### TO DO
Please repeat the lines below exactly. Begin with the line containing "Each instance receives exactly one keypoint. Mark the white vase" and go on through the line containing "Each instance receives exactly one keypoint. Mark the pink".

Collected data
--------------------------------------------------
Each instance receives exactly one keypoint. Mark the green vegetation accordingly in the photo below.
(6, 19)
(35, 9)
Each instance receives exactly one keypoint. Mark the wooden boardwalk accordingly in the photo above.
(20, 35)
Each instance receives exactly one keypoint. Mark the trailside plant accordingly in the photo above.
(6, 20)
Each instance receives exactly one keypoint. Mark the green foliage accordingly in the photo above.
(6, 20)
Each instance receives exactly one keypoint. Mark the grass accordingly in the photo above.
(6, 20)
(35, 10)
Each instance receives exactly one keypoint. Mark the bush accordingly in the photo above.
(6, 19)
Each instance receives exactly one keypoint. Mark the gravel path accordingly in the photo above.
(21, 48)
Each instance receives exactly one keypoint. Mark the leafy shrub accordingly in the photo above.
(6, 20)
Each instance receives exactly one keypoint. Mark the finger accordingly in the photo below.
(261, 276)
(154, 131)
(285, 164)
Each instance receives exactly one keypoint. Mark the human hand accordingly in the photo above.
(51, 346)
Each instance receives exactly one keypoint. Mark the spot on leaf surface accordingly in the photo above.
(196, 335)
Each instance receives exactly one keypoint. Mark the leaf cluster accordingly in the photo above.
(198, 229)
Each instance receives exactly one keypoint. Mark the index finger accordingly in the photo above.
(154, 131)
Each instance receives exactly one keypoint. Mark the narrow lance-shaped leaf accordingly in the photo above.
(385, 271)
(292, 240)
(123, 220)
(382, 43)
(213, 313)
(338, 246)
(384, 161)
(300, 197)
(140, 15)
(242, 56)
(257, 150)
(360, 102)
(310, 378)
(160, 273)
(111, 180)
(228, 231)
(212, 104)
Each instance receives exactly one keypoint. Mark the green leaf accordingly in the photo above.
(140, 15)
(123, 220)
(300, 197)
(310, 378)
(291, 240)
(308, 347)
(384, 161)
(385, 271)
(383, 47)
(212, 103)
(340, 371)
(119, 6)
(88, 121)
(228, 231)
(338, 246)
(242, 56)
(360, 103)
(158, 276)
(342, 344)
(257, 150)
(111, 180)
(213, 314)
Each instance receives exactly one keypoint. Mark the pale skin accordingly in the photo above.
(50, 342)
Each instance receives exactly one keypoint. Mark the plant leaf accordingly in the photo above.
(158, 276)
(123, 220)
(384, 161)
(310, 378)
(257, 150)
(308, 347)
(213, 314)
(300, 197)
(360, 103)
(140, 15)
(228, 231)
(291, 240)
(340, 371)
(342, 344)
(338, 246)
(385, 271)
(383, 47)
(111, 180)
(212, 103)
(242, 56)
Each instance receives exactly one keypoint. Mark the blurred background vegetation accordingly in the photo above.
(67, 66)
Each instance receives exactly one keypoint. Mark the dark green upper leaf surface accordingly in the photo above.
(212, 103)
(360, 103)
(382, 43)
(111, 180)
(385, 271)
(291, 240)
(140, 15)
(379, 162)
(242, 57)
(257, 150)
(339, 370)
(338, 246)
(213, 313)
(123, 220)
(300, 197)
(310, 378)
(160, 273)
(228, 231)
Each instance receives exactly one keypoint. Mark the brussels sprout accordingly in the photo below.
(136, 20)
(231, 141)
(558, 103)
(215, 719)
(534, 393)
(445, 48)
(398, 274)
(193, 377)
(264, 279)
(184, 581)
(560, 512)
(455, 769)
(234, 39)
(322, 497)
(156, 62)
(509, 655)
--------------------------------------------------
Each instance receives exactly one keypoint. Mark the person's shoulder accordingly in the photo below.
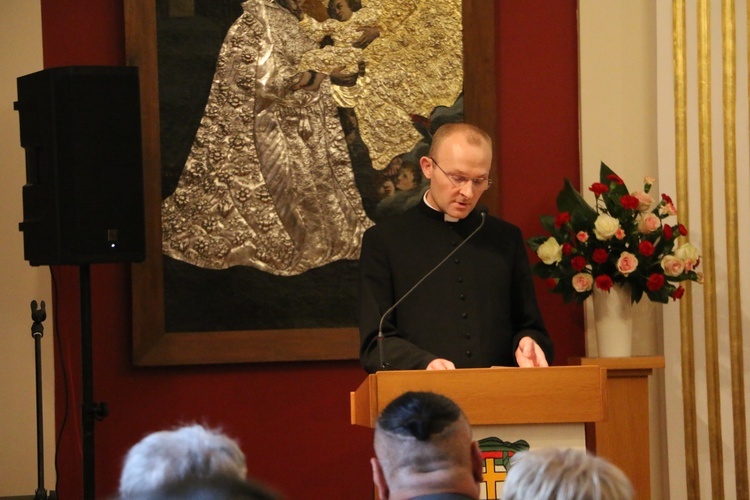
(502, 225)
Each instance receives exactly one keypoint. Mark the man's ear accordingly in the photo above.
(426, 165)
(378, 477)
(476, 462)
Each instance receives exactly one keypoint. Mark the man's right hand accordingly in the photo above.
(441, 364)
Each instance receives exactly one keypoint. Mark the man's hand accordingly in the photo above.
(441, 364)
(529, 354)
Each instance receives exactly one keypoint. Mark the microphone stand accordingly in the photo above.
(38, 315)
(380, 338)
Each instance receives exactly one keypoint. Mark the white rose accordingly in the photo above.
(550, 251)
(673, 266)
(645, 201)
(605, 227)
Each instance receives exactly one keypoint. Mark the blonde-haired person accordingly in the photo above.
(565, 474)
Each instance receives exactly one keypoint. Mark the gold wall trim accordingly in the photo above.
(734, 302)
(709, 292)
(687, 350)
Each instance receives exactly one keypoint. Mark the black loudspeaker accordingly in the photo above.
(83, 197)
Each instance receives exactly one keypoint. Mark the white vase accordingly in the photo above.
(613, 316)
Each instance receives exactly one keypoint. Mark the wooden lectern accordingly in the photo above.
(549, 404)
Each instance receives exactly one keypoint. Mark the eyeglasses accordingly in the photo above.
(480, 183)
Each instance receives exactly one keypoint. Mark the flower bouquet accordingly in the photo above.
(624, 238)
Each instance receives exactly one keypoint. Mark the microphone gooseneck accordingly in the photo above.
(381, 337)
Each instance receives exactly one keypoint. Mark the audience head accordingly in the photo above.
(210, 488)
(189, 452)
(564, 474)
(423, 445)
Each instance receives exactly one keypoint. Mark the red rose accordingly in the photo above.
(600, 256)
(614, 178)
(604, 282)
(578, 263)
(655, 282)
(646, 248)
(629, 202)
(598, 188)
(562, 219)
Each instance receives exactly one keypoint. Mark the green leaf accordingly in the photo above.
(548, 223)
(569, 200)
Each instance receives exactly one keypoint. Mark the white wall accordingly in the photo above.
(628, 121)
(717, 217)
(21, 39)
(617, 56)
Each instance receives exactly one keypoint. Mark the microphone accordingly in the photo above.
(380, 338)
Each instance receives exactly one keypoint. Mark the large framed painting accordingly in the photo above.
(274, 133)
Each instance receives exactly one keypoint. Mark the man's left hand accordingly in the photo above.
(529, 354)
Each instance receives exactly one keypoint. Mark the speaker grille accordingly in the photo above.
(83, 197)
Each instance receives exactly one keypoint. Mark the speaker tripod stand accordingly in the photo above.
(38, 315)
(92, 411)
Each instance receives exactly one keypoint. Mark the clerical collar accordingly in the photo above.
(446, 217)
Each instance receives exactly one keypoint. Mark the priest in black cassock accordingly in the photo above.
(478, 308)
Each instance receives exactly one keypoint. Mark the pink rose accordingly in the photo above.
--------------------------------------------------
### ANSWER FOR THIS EXERCISE
Each instance receives exactly one keypoint. Mark the white vase accordingly in the photo above.
(613, 316)
Each instance receives exactly one keypoint. Mark the wooden lectern accordingly in the photo above.
(549, 404)
Each instance receives exactly one keypoint. Mark the eyeglasses accordingly in the photo above.
(480, 183)
Each instance receives exactly one keypoint. Mark the flower bouquet accordingly in the photo above.
(624, 238)
Each instance receives exactly one keypoint. Mark the microphone gooseneck accordingly in the photo above.
(381, 337)
Each instance receives exactly one keypoint. Mark the audience head accordingly in the photo above.
(210, 488)
(189, 452)
(564, 474)
(423, 445)
Each instance receives exactly one keypoint. Mark the red rose accordingly in the photo above.
(600, 256)
(614, 178)
(604, 282)
(578, 263)
(655, 282)
(646, 248)
(629, 202)
(598, 188)
(562, 219)
Each instance receives exactly one keypoint. Mark the green leaf accordingly in the photo above.
(548, 223)
(569, 200)
Each instance receives exactly one keypoint. Mark the white wall accordingly in the photo above.
(628, 121)
(717, 217)
(21, 39)
(617, 56)
Each instance receives exactly one keypoint. Mark the microphone accordingly in the photo above.
(380, 338)
Each instance receives exactly one keypoint. Mark the large framed painting accordingly in the photo above.
(274, 133)
Each instance receives exactly one keypoint. Mark the man's left hand accordingly in the photo above.
(529, 354)
Each instance receives exactly one keypoint. Mark the speaker grille accordingly in the photo above.
(83, 197)
Each instance receives exactly one keypoint. Mark the speaker tripod stand accordingly in the photo above.
(38, 315)
(92, 411)
Each instance receives exactly one keypoint. Mark the clerical collar accordingly in the photo above.
(446, 217)
Each instance receives exactly one keypoint. Mark the priest in black cassock accordingly in the photo above.
(478, 308)
Each instance receives exactly one keypoint. Mark the pink rose accordingly in the photo above.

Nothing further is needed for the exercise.